Problem description:
Without any images, write the listing below out word for word.

Record set:

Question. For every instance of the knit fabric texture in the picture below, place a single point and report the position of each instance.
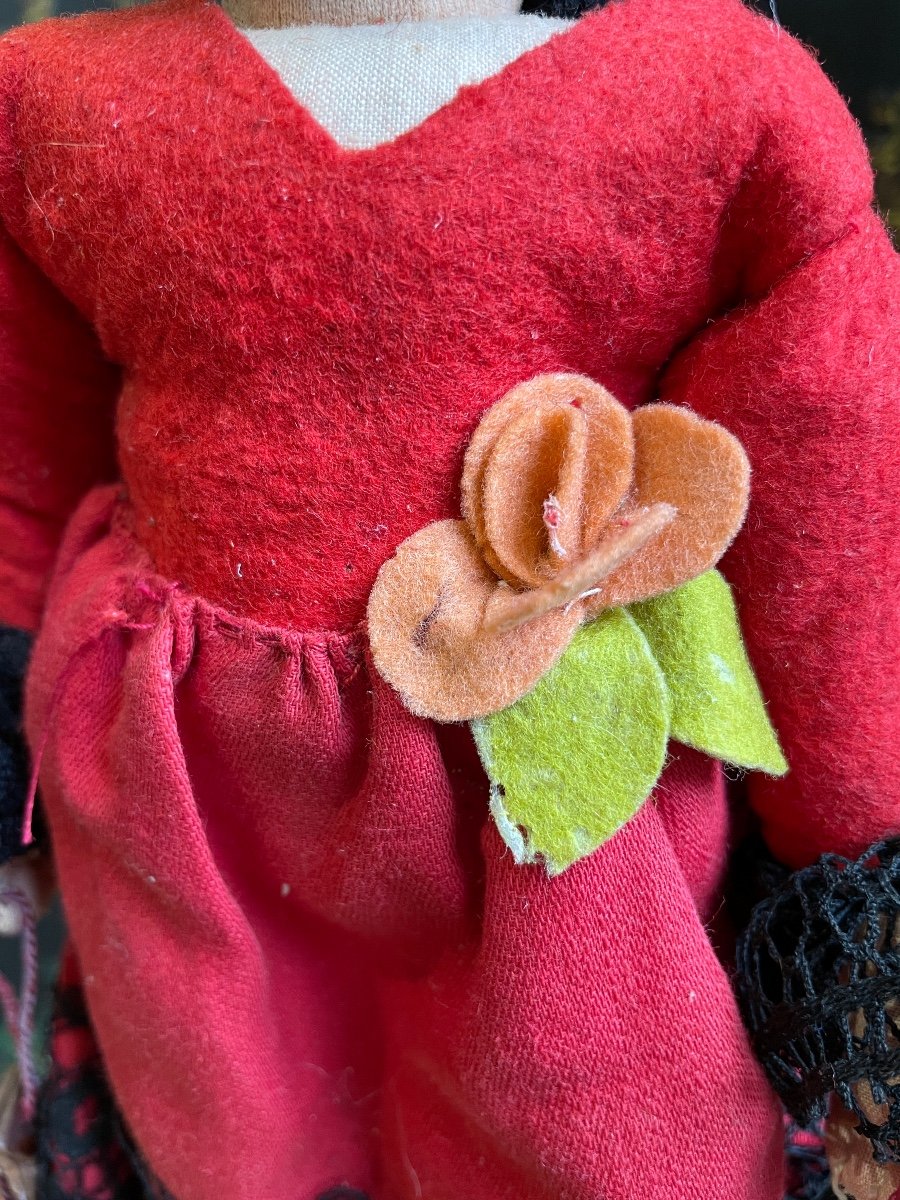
(299, 924)
(15, 649)
(367, 84)
(819, 972)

Task result:
Question. For every instance of the knit fabric texture in the picture below, place a single point and report the position of each instance.
(299, 924)
(15, 649)
(367, 84)
(819, 972)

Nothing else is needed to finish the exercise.